WHAT IS EXPECTED » Could you reproduce the passage on mobility and Enterprise IT, starting at the words "Renaissance for Enterprise" and ending after "capacity, and so on."?

EXTRACTED TEXT »
Content starts

Mobility Impacts Enterprise IT

Trends shaping IT


Massive trends are reshaping Enterprise IT. It is buffeted by a converging storm of mobile, social and cloud such that, a decade from now, the Enterprise IT world is going to be a very different place. Trends like BYOD, BYOE, “Bring your own whatever” will have changed the role of the enterprise user as a designer and consumer of IT services, with devices acting as smart endpoints in a programmable hub on the cloud of apps and services.


Enterprise IT is at the cusp of change and it could be a decade-long wave of change, as those changes have ramifications far beyond the server room. It demands changes in the ways we account for in Enterprise IT from Capex to Opex, to business processes, to regulatory frameworks. It also means changes to security, user interfaces, design, development tools — to the entire suite of applications, tools and services that make up the modern IT department.


We will see a change in the way software is built, in the way apps are architected, in the way apps are delivered, paid for, and managed — and in the way everything is managed. With internal and client facing services at the heart of everything, the familiar enterprise world of licensed apps for B2C, B2E, B2B will be very different — it would be a world where the professional and the personal are blending, and where context, location, speed and user experience will determine what apps will succeed at any time, any place and on any device.


Renaissance for Enterprise IT


It’s clear that what is needed for an enterprise, and an enterprise user is a fast route to shaping, configuring and customizing the app experience on any device anytime and anywhere instead of what Enterprise IT hands over for access on the desktop.


Now we are in the era of the Consumerization of IT (COIT) and BYOD, where individual workers and business departments are supposed to be able to access business functions on any device. They should be able to rent hardware and software, the virtual machines, the applications, the storage capacity, the big data processing capacity, and so on.


The area of IT that is quickly being impacted is the mobile enterprise apps segment. Findings of recent surveys by Citrix and Mobile Helix indicate that 70+ percent of enterprises view mobility as top priority for their businesses. Users want access to the applications of their choice on any device, not just email. They also want the applications to be customized and configured for their own individual and personalized mobile experiences — quite different from the “one size fits all” model that Enterprise IT has applied all these years.


Users want the data and workflow of any enterprise app to be made available on any device, with the ability to customize and personalize the workflow with other ready to use services and consume them on any device for a satisfying user experience. They also want this to happen in real time, with little time or cost. At the same time, they want these applications to be of the same levels of security authentication, authorization and privacy fitting with Enterprise IT guidelines. In other words, they want flexibility, but with control.


Enterprise IT clearly has a role to play with mobile enterprise apps, albeit in a shared decision model with the business user. The ideal state is when a business user can make these choices without IT’s knowledge or approval. However, we have not reached that stage yet, and may never. In fact, Enterprise IT will always play a role to select, install and maintain apps, servers, networks and, going forward, select, source and maintain services. Better still, they have a role to create an enterprise mobility strategy. They may do this in a shared decision model with the enterprise user unlike the lone wolf model of the past decade.


Mobile enablement within enterprises will lead them to become the custodian and cheerleaders of the mobile enterprise app store. It’s about a vision using mobile technologies to change or transform enterprise business processes and work flow. It’s about a strategy to improve the top lines and bottom line of an enterprise through a shared decision making model with business users. Enterprise IT will keep in mind that it is by employing smarter experience through mobile enterprise apps that results in smarter workers and a smarter, sustainable enterprise.

Content ends

MATERIAL SHOWN »
Content starts

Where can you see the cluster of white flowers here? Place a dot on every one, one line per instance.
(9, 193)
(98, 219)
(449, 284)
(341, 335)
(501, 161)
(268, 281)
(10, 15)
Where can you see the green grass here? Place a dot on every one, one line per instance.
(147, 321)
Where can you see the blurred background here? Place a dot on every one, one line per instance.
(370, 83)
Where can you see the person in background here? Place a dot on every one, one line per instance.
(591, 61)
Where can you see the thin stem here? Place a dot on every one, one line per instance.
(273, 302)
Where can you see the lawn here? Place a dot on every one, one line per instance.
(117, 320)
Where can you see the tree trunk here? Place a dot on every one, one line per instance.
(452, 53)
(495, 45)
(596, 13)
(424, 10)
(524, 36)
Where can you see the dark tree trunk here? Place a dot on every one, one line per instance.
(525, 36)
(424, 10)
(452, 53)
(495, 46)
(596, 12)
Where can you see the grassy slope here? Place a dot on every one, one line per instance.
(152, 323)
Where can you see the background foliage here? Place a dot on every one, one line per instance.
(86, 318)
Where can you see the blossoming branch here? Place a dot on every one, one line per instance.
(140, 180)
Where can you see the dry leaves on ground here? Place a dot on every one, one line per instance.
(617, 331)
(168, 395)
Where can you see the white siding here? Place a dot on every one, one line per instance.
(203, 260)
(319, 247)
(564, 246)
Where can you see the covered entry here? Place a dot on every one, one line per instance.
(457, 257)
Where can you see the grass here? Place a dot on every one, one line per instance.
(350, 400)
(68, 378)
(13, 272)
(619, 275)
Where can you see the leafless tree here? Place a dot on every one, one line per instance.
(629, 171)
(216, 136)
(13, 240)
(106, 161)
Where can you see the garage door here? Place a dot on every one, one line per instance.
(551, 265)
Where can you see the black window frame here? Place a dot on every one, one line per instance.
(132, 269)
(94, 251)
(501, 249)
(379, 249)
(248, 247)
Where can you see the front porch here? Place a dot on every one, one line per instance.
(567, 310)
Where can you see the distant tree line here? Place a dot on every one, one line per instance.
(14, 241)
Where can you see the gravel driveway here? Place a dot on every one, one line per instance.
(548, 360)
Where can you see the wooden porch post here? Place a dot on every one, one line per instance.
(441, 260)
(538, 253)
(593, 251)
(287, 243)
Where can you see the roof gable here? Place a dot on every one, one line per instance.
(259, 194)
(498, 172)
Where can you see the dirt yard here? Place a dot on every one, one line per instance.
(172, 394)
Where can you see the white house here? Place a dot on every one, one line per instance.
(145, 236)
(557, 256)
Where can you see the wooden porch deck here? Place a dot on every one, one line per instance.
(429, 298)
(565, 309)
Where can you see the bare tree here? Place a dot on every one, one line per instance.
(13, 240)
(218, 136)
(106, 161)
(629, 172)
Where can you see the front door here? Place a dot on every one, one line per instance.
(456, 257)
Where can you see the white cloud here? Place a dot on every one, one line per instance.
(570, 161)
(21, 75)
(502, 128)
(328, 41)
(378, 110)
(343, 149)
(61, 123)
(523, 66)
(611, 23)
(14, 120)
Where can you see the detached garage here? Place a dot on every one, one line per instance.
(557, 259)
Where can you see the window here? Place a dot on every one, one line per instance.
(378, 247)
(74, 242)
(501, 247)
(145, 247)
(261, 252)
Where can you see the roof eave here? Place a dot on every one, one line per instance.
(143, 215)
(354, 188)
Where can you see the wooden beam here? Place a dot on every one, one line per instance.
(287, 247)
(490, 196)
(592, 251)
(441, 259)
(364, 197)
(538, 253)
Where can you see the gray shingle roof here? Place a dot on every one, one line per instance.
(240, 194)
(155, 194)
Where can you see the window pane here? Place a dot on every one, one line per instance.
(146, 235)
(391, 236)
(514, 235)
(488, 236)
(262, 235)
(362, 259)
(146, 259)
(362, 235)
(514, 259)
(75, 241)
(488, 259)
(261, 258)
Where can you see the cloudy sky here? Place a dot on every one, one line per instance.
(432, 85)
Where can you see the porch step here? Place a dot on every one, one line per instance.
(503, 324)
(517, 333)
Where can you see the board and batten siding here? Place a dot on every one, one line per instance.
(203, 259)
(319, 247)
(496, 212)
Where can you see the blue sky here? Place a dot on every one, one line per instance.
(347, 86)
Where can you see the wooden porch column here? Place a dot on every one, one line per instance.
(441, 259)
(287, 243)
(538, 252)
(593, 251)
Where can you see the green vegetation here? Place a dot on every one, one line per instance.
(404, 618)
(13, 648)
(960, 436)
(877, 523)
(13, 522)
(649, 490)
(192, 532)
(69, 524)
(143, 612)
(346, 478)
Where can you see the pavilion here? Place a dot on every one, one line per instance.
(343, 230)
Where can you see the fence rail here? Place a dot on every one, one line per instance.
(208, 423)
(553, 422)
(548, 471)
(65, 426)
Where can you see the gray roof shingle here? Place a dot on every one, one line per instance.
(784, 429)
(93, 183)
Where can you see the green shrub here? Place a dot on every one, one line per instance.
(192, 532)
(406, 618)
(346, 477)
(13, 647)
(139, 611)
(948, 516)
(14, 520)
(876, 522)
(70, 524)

Content ends

ANSWER FOR THE TASK »
Renaissance for Enterprise IT


It’s clear that what is needed for an enterprise, and an enterprise user is a fast route to shaping, configuring and customizing the app experience on any device anytime and anywhere instead of what Enterprise IT hands over for access on the desktop.


Now we are in the era of the Consumerization of IT (COIT) and BYOD, where individual workers and business departments are supposed to be able to access business functions on any device. They should be able to rent hardware and software, the virtual machines, the applications, the storage capacity, the big data processing capacity, and so on.